*SOURCE*
# Louvered Doors



## S.W.C (Jul 3, 2004)

How much do you charge for painting louvered doors?

I'm finishing up a job that's running a few days longer than I had estimated, because their are about a dozen louvered doors in it that take forever to paint.

I figured them in with the trim work, bad idea.

I'm getting about $10 a door for them the way I figured them in, but I'm thinking that I should have charged around $25 a piece for them.

Something esle thats taking longer than expected is windows with removable wooden mullions that have to be painted to match the window frames.

How much should I charge for louvered doors, and windows with mullions?

I've got a pretty good idea already, but I'm interested in what everyone else gets for them.

I'm thinking a good sprayer would be wise investment about right now.

What do you guys think?


----------



## Teetorbilt (Feb 12, 2004)

You won't make that mistake again!
I base charge $100.00 for a full louvered door or panel per folding door. If there are drips from the previous painting, the price goes up. There are timesthat I will recommend a new door as opposed to refinishing an old one. Complete stripping and repainting are a prohibitive cost here. This is only done on 'heritage' homes and can run $500.00 per door.


----------



## ProWallGuy (Oct 17, 2003)

I usually charge $15-$20 per door side, not including frame side. That would be $15-$20. The price depends on if I need to take the doors off the hinges or not. 

For a louvred door, the price is usually $40-$50 per side, but the same price for the frame as above.


----------



## S.W.C (Jul 3, 2004)

No, I won't make that mistake again.

The louvered doors were about the only thing in the house that didn't have runs, the last guy who painted used a sprayer for the louvered doors, but that's all he used it on.

I hustled up and managed to come out with a little profit, a lot when you consider the lesson learned.

These doors are bi-folding louvers that are hinged in the middle, not much more trouble to take off than masking, and I only had to paint the outside and the frames.

A sprayer would have made it a breeze.

I'll figure the price of a sprayer into the next, that's for sure.

Thanks guys.


----------



## Teetorbilt (Feb 12, 2004)

ProWall, you're the kind of guy that ticks me off!
My prep guy COSTS me about $13.00 per hr. I allow 4 Hrs. to prep a louvered door. Where I am, the majority of the doors were originally painted with oil based paint which means that they have to have all of the 'jiffy jobs' (sprayed latex) stripped off, then sanded and then repainted. This takes time, thus money.
Your figures indicate a 'hit and run' guy.


----------



## ProWallGuy (Oct 17, 2003)

Sorry if I was misunderstood, but I'm no 'hit & run' type of guy. That figure alone was for applying 1 coat of paint. It didn't account for prep at all, including removing the door (if applicable), sanding, scraping, stripping, caulking, filling, etc. If there is evidence of a problem, (ie failure due to latex over oil), then the price obviously goes way up. The price quoted above was just a plug-in price for 1 coat of paint. I figured I charge $55 per man hour, and it only takes approx. 1/2 hour to _paint_ any kind of door. So at the end of the estimating process with materials, overhead, profit, and whatever prep is required, you are probably right with the $100 figure.

Coordinate annotation records:
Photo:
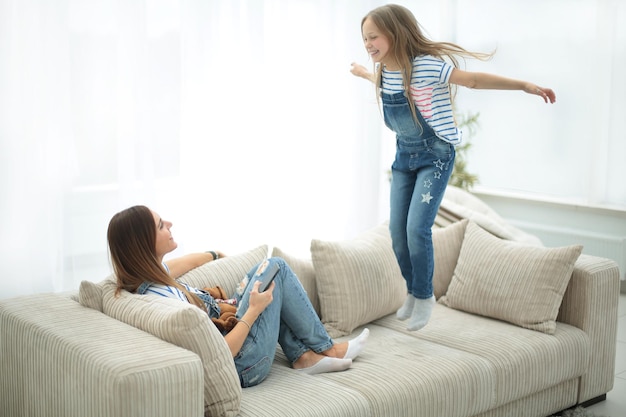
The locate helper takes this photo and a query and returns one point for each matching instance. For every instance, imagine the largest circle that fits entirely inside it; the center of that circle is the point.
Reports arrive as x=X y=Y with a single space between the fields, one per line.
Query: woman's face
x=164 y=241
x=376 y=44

...

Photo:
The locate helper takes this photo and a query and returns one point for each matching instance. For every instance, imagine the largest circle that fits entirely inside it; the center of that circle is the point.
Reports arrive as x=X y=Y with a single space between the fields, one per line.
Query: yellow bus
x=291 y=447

*WHAT IS EXPECTED*
Reproduce the part of the thread on pricing louvered doors starting with "I usually charge" and going on through "that mistake again.".

*FINISHED TASK*
I usually charge $15-$20 per door side, not including frame side. That would be $15-$20. The price depends on if I need to take the doors off the hinges or not. 

For a louvred door, the price is usually $40-$50 per side, but the same price for the frame as above.


----------



## S.W.C (Jul 3, 2004)

No, I won't make that mistake again.